● PASSAGE SHOWN:
Too many people are unimpressed by travel these days. I’ve noticed this to be a trait of larger countries where families and friends are spread out and internal travel is commonplace. Fly internally in England you say? Ok but the English guilt will catch you at the departure lounge.
It’s not that English people are comparably more conscious of our carbon foot print, it’s just that England’s so small that you can’t justify spending money and time on flights when a train will do the same. It’ll be for about the same price anyway but with less faffing in departure lounges. Unless you’re going particularly far, London to Edinburgh for instance, which is about as far as Melbourne to Sydney. This irony is lost on the average Englishman/woman.
If you fly all the time I’m sure it does start to feel like catching a bus. Tall people get squished in to place, babies seem always to start crying as soon as you leave the ground and you’re just as likely to catch a disease from the air con as if you went in to a hospital and rubbed a sick person on your face. But I still love it. Maybe because I’m still a child, and if I get excited about driving tractors (which I do) then I will forever love the process of fitting in to an aeroplane. Or is it a mechanical bird? Once the first sensations of defying gravity are over, then just a small part of me is waiting to land in anticipation for the next place to see.
By this point I’m usually sat with my nose pressed either up against the window, or the shoulder of the person next to me, attempting to take in the view of endless clouds tinged by a pink sunset in all different hues, twinkling lights of a city below, the patchwork of suburbs and countryside, or the shimmers of rolling seas. Either that or it’s just too bright for words and I close the blind to pay more attention to much neglected block-busters of the last few months.

● REQUIRED WORK: Carry the essay on loving air travel forward from its last sentence. The items that come next are unrelated to the essay on air travel.

● DATASET EXTRACT:
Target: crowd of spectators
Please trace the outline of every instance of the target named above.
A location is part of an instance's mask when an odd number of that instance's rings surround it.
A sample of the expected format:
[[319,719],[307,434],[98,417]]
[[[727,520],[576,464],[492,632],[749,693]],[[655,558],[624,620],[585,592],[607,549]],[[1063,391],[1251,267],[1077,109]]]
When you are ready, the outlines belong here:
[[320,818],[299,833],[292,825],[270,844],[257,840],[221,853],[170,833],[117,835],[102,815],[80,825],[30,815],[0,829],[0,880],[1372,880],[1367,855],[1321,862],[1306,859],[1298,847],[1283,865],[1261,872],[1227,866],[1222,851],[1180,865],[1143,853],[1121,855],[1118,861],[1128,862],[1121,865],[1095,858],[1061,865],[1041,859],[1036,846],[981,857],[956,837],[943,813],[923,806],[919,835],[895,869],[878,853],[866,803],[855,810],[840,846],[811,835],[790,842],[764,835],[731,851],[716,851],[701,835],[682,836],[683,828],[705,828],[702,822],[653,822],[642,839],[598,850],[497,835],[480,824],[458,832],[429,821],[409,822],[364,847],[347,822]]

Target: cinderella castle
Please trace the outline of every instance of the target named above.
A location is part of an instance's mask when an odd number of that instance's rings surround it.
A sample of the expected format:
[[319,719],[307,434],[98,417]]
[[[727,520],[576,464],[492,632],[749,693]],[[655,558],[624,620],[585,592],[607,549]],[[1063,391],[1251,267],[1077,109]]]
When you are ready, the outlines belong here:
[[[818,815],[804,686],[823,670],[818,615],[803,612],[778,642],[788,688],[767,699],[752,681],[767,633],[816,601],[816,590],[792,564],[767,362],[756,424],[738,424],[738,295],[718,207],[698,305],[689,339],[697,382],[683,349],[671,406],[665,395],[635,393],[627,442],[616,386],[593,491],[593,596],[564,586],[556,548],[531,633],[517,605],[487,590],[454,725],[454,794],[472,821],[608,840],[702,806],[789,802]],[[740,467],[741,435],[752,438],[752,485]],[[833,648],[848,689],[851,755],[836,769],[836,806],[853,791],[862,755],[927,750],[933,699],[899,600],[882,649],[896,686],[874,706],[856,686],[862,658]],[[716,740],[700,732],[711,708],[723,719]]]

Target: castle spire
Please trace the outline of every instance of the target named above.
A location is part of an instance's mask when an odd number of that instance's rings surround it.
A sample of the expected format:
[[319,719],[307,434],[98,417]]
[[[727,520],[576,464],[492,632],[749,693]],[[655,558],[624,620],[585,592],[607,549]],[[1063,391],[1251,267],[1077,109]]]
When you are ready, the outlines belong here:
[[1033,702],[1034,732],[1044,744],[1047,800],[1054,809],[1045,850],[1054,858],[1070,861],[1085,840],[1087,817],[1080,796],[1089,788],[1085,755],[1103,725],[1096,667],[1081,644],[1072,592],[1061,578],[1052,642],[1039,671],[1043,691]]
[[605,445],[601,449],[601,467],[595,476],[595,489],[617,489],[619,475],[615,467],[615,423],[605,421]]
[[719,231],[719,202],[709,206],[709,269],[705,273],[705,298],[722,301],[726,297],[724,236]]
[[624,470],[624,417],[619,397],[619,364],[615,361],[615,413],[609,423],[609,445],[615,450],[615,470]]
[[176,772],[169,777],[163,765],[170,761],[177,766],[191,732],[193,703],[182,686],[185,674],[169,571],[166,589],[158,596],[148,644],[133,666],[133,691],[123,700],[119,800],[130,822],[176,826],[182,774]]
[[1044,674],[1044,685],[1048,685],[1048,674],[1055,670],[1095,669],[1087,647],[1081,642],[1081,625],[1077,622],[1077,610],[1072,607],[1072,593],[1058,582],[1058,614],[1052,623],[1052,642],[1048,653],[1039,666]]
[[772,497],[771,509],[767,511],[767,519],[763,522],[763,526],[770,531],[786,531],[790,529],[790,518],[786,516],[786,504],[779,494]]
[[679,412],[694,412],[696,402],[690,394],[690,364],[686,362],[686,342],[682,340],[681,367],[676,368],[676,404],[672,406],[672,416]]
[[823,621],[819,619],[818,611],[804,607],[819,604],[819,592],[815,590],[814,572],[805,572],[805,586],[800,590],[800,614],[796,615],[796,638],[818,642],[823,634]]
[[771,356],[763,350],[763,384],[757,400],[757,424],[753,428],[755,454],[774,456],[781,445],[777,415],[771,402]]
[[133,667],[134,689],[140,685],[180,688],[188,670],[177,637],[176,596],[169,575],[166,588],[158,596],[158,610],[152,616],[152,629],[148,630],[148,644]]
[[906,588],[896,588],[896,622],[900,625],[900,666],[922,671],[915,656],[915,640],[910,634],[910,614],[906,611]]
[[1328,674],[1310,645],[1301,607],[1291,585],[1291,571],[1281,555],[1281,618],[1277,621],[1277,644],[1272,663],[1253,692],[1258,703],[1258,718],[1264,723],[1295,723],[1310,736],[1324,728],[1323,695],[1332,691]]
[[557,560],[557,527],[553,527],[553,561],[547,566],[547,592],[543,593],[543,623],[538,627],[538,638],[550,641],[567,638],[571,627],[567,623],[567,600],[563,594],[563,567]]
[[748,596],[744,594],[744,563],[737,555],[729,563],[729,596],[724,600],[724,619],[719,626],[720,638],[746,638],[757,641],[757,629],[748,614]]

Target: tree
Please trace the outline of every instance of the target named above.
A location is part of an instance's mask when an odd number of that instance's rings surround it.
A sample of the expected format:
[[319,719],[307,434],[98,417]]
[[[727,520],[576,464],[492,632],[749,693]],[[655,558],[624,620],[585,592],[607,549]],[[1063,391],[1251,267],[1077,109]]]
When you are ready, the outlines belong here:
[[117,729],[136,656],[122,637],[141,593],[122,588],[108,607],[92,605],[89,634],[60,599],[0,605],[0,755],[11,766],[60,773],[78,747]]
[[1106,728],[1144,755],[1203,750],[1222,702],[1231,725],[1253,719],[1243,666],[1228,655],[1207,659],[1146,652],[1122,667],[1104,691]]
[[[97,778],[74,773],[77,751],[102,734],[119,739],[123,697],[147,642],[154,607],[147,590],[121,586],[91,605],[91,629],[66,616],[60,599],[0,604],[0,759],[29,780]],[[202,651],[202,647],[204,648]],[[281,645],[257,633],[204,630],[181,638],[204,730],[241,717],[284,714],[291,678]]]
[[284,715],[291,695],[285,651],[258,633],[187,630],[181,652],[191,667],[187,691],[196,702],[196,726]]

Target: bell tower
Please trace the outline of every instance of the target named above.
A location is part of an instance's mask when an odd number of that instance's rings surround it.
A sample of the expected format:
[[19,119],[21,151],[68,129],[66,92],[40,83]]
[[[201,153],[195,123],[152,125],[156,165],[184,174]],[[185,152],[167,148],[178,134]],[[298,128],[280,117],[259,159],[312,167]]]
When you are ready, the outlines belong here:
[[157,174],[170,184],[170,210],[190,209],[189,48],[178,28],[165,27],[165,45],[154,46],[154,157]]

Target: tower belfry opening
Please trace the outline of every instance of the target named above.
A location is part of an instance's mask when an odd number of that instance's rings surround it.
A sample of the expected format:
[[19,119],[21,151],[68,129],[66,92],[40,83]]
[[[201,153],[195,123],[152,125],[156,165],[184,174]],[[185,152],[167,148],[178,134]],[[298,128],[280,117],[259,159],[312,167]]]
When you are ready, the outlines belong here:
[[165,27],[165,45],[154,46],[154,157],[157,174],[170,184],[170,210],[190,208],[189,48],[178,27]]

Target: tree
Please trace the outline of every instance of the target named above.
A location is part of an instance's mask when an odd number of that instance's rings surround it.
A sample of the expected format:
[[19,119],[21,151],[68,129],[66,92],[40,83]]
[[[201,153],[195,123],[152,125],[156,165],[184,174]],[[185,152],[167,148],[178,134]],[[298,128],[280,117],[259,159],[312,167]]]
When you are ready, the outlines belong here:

● ANSWER BOX:
On arrival, full of tiredness and maybe a bit of trepidation, a new place can be overwhelming. Exhausted, I start again, make new friends, find more work so I don’t end up back home tail between my legs. But this new place is different. It has a unique vibe different to the last. The people smile, laugh and relax in different manners to the last place. Any reasoning to the contrary, to me, is like someone who wont try a new food because they think they wont like it. It’s the same bullshit idea that the ignorant person in a circle of friends may insist, ‘I’m not fussed about going to South East Asia, once you’ve been to one of those countries, you’ve seen them all.’
I must say, to digress for just a moment, I feel sorry for those people, imagine living your whole life convincing yourself you don’t want to go somewhere, being satisfied with just looking at pictures of places, or being too scared to go to them yourself. I haven’t been anywhere quite so vast as Australia, where the in-country culture and geographic differences between cities are so wide. For instance in Melbourne in the winter, you could be in Europe, navigating cold winds, sheets of rain and plummeting temperatures. In Darwin, it’s just dry and hot rather than wet and humid. And that’s before you count the massive range of flora and fauna between just those particular cities. Or to illustrate my point better, in Western Australia alone the colour of the ground varies wildly from south where it stays green for most of the year among the wine valleys and forest coastal lands, and deep crimson red in the deserts and the Kimberley in the north and inland.
||So I land in Brisbane, ready to start the next mini chapter in the book I like to call ‘Lucy impersonates the hungry caterpillar by guzzling as many places as she can’.
I’ve had seven courses (actually counted), served on a straw trilby with a pair of parachute pants and I’m still famished.